(Source records)
##########

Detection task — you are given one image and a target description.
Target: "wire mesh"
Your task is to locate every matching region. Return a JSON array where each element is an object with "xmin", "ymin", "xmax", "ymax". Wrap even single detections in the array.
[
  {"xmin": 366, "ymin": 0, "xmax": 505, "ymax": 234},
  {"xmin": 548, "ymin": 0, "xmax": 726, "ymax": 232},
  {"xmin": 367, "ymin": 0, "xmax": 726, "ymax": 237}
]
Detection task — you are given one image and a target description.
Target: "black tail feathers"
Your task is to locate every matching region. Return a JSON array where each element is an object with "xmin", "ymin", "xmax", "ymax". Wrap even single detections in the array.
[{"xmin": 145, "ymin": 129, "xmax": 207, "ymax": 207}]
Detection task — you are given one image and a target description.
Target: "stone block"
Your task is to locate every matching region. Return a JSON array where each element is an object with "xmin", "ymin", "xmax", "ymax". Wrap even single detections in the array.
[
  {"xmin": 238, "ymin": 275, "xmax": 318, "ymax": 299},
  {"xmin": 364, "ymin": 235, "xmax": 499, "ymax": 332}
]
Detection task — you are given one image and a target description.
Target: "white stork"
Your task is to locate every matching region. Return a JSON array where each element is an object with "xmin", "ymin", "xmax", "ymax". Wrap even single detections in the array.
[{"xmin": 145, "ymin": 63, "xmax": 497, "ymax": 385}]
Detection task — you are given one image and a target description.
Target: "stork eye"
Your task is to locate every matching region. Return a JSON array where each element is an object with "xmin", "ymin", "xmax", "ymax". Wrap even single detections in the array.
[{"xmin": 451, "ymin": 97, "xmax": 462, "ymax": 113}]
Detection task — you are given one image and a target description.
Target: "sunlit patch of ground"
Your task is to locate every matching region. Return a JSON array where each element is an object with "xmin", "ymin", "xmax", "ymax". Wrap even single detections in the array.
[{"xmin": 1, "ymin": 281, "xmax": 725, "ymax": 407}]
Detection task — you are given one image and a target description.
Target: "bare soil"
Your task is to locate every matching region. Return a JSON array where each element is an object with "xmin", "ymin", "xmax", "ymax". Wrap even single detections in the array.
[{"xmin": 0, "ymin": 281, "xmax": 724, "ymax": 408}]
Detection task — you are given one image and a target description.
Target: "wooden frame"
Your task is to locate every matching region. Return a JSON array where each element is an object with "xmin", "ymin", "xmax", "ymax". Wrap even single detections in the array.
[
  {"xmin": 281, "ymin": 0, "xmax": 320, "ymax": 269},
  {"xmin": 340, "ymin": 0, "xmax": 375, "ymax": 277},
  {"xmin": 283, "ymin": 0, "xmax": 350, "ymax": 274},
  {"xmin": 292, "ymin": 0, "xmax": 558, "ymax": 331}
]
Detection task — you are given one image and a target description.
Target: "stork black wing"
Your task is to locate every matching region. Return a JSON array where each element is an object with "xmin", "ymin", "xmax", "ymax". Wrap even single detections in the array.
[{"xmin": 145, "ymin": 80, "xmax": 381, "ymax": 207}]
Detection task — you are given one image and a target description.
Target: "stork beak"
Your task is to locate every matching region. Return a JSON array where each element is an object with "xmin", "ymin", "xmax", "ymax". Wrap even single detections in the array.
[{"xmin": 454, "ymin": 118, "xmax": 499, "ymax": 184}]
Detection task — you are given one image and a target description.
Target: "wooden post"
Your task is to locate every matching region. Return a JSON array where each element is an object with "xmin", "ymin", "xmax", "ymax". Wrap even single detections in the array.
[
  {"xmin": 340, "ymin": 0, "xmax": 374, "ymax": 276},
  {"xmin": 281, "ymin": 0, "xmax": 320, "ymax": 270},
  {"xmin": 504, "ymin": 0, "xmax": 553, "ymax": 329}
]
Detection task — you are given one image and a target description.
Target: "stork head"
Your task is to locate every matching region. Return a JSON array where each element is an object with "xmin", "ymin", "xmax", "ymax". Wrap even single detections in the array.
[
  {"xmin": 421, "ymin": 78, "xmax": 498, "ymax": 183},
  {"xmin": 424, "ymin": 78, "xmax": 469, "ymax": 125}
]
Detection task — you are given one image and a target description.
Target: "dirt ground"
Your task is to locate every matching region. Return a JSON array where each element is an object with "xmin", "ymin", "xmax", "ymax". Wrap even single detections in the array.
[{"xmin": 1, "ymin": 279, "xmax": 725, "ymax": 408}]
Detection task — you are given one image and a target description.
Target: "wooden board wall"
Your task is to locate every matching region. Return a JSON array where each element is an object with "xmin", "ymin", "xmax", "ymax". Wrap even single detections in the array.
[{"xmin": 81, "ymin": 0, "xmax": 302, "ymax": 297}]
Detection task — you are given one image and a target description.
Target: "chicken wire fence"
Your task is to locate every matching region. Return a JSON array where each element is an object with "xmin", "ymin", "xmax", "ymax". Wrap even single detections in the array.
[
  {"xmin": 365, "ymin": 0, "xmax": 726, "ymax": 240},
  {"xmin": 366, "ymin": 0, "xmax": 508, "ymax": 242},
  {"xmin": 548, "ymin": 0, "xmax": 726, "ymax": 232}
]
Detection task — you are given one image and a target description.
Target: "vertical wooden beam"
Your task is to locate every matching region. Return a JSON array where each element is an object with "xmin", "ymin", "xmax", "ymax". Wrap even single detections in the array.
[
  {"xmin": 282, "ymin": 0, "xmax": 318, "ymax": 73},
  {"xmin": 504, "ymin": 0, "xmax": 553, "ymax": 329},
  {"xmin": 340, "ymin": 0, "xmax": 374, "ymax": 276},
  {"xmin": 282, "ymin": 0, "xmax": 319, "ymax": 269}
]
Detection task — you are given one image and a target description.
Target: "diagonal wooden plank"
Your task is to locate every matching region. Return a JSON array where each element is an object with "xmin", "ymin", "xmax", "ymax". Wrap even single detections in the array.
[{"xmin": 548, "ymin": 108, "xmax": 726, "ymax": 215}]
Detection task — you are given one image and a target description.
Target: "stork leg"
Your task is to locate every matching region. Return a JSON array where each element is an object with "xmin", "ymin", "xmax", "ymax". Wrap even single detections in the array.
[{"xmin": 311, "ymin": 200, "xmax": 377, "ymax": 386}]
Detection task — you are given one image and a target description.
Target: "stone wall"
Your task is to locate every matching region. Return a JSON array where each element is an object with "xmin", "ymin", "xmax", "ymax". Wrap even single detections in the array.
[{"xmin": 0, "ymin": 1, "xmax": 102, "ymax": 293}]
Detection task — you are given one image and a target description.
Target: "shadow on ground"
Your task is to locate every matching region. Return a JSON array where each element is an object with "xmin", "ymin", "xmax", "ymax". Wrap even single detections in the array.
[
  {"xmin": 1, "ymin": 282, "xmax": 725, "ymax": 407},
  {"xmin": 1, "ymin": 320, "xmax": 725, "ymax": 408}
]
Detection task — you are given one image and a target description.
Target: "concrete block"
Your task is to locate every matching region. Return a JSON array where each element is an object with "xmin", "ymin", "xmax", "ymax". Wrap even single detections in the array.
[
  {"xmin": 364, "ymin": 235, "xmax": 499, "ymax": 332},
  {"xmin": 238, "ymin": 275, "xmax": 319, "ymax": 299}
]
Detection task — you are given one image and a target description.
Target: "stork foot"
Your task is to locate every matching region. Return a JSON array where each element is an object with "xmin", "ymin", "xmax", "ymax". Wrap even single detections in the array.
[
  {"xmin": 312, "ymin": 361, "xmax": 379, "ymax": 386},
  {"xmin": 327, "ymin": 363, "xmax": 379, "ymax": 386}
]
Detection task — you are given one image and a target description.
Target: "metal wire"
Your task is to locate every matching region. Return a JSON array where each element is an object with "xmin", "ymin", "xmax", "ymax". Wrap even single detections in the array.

##########

[THE PROBLEM]
Retyping the data above exactly and in full is the task.

[SOLUTION FOR THIS TASK]
Detection task — you are given one image and a target description.
Target: "wire mesh"
Your task is to locate every matching region. Return a JSON array where each element is an object with "xmin", "ymin", "xmax", "ymax". Wrap even single detections in the array.
[
  {"xmin": 366, "ymin": 0, "xmax": 505, "ymax": 234},
  {"xmin": 548, "ymin": 0, "xmax": 726, "ymax": 232},
  {"xmin": 367, "ymin": 0, "xmax": 726, "ymax": 237}
]
Detection task — you are given one image and a target description.
Target: "black tail feathers"
Your task is to locate every matching region. Return a JSON array where each element is an object with "xmin", "ymin", "xmax", "ymax". Wrap even single detections in the array.
[{"xmin": 145, "ymin": 129, "xmax": 207, "ymax": 207}]
Detection task — you are given one image and a target description.
Target: "stone block"
Your task is to locate every matching region. Return a JSON array where each element is an object with "xmin", "ymin", "xmax", "ymax". Wrap even single detections in the array.
[
  {"xmin": 238, "ymin": 275, "xmax": 318, "ymax": 299},
  {"xmin": 364, "ymin": 235, "xmax": 499, "ymax": 332}
]
Detection task — you are given one image and a target description.
Target: "white stork"
Your task is to locate every matching region. Return a JSON array where each element is an object with "xmin", "ymin", "xmax", "ymax". Wrap even single detections in the array.
[{"xmin": 145, "ymin": 63, "xmax": 497, "ymax": 385}]
Detection task — you are given one image and a target description.
Target: "stork eye"
Your task is to locate every matching region. Return a JSON array where each element is an object with "xmin", "ymin", "xmax", "ymax". Wrap even single detections in the array.
[{"xmin": 451, "ymin": 97, "xmax": 462, "ymax": 113}]
Detection task — you are given one image and a target description.
Target: "sunlit patch of ground"
Your task is to locate every matching region. Return a JSON array where each element is an object with "xmin", "ymin", "xmax", "ymax". Wrap even single detections in the array.
[{"xmin": 1, "ymin": 281, "xmax": 725, "ymax": 407}]
Detection task — you are given one image and a target description.
Target: "bare soil"
Your task is to locate every matching region. Return a JSON array where each element is an object with "xmin", "ymin", "xmax", "ymax". Wrap even single detections in the array.
[{"xmin": 0, "ymin": 281, "xmax": 724, "ymax": 408}]
Detection task — you are given one image and a target description.
Target: "wooden frame"
Your task is to locate every matching region. Return a JSON array where each element is an object with "xmin", "ymin", "xmax", "ymax". Wrap even single detections in the array.
[
  {"xmin": 281, "ymin": 0, "xmax": 320, "ymax": 269},
  {"xmin": 340, "ymin": 0, "xmax": 375, "ymax": 277},
  {"xmin": 283, "ymin": 0, "xmax": 350, "ymax": 274},
  {"xmin": 292, "ymin": 0, "xmax": 558, "ymax": 331}
]
Detection task — you are given one image and a target description.
Target: "stork black wing"
Your task is to locate every matching region. Return a JSON array where each element is an object with "xmin", "ymin", "xmax", "ymax". Wrap even single detections in the array.
[{"xmin": 145, "ymin": 80, "xmax": 381, "ymax": 207}]
Detection task — you are given one image and a target description.
Target: "stork beak"
Your task is to locate every matching region. Return a JSON array where each element is an object with "xmin", "ymin", "xmax", "ymax". Wrap even single detections in the array.
[{"xmin": 454, "ymin": 118, "xmax": 499, "ymax": 184}]
Detection task — you are given one image and a target description.
Target: "wooden post"
Your task is to locate every matching region. Return a JSON array where each element is an object with "xmin", "ymin", "xmax", "ymax". Wrap even single detections in the array.
[
  {"xmin": 340, "ymin": 0, "xmax": 374, "ymax": 276},
  {"xmin": 281, "ymin": 0, "xmax": 320, "ymax": 270},
  {"xmin": 504, "ymin": 0, "xmax": 553, "ymax": 329}
]
Detection task — you are given one image and a target description.
Target: "stork head"
Your task is to locate every matching region. Return a JSON array where each element is an object with "xmin", "ymin", "xmax", "ymax". Wrap even single detections in the array.
[
  {"xmin": 421, "ymin": 78, "xmax": 498, "ymax": 183},
  {"xmin": 424, "ymin": 78, "xmax": 469, "ymax": 125}
]
Detection task — you are given one image and a target description.
Target: "dirt ground"
Your task is to locate every matching region. Return a JSON array where each element is an object with "xmin", "ymin", "xmax", "ymax". Wrap even single detections in the array.
[{"xmin": 1, "ymin": 279, "xmax": 725, "ymax": 408}]
Detection task — you are given one image and a target description.
Target: "wooden board wall"
Your task is to locate every matching region. Return a JSON array where each element is an object with "xmin", "ymin", "xmax", "ymax". Wrap even single detections in the array.
[{"xmin": 81, "ymin": 0, "xmax": 302, "ymax": 297}]
Detection task — you are given one image and a target description.
Target: "chicken wire fence"
Your task is to locate every matching region. Return a JSON array where each element is an object with "xmin", "ymin", "xmax", "ymax". Wrap even single detections in the array.
[
  {"xmin": 365, "ymin": 0, "xmax": 726, "ymax": 240},
  {"xmin": 366, "ymin": 0, "xmax": 508, "ymax": 242},
  {"xmin": 548, "ymin": 0, "xmax": 726, "ymax": 232}
]
Detection task — you are given one image and a target description.
Target: "vertical wooden beam"
Your task is to locate every matching region. Return a JSON array where each element is an object with "xmin", "ymin", "xmax", "ymax". Wrap even single detections in the array.
[
  {"xmin": 282, "ymin": 0, "xmax": 318, "ymax": 73},
  {"xmin": 504, "ymin": 0, "xmax": 553, "ymax": 329},
  {"xmin": 340, "ymin": 0, "xmax": 374, "ymax": 276},
  {"xmin": 282, "ymin": 0, "xmax": 319, "ymax": 269}
]
Detection task — you are given one image and a target description.
Target: "diagonal wooden plank"
Your task is to locate every matching region. Return a JSON array where each element is an object with "xmin", "ymin", "xmax", "ymax". Wrap even single detections in the array.
[{"xmin": 548, "ymin": 108, "xmax": 726, "ymax": 215}]
Detection task — you are given one image and a target description.
Target: "stork leg"
Your task is to locate every matching region. Return a JSON array where each element is an object with "xmin", "ymin", "xmax", "ymax". Wrap even single detections in the array.
[{"xmin": 311, "ymin": 200, "xmax": 377, "ymax": 386}]
Detection task — you are given one image and a target description.
Target: "stone wall"
Your task is to locate every matching region. Return a JSON array where each element is an object with "xmin", "ymin", "xmax", "ymax". Wrap even single detections in the array.
[{"xmin": 0, "ymin": 1, "xmax": 102, "ymax": 293}]
Detection task — you are given one image and a target description.
Target: "shadow on ground"
Your task is to locate every matching region. Return a JSON array where each element is an object with "xmin", "ymin", "xmax", "ymax". Wrap even single detections in the array.
[
  {"xmin": 1, "ymin": 282, "xmax": 725, "ymax": 407},
  {"xmin": 1, "ymin": 320, "xmax": 725, "ymax": 408}
]
Detection task — you are given one image and a target description.
Target: "concrete block"
Your task is to locate every matching region. Return a JSON array where each element is an object with "xmin", "ymin", "xmax", "ymax". Wrap even single detections in the array.
[
  {"xmin": 364, "ymin": 235, "xmax": 499, "ymax": 332},
  {"xmin": 238, "ymin": 275, "xmax": 319, "ymax": 299}
]
Detection task — you are given one image and a target description.
Target: "stork foot"
Your task is to locate every matching region. Return a JSON array where each element is an object with "xmin", "ymin", "xmax", "ymax". Wrap even single detections in the array.
[
  {"xmin": 312, "ymin": 361, "xmax": 379, "ymax": 386},
  {"xmin": 327, "ymin": 363, "xmax": 379, "ymax": 386}
]
Detection task — you are given one image and a target description.
Target: "metal wire"
Your task is to locate every matching region. Return a JSON array where each element is an object with "xmin", "ymin", "xmax", "ymax". Wrap even single detections in the array.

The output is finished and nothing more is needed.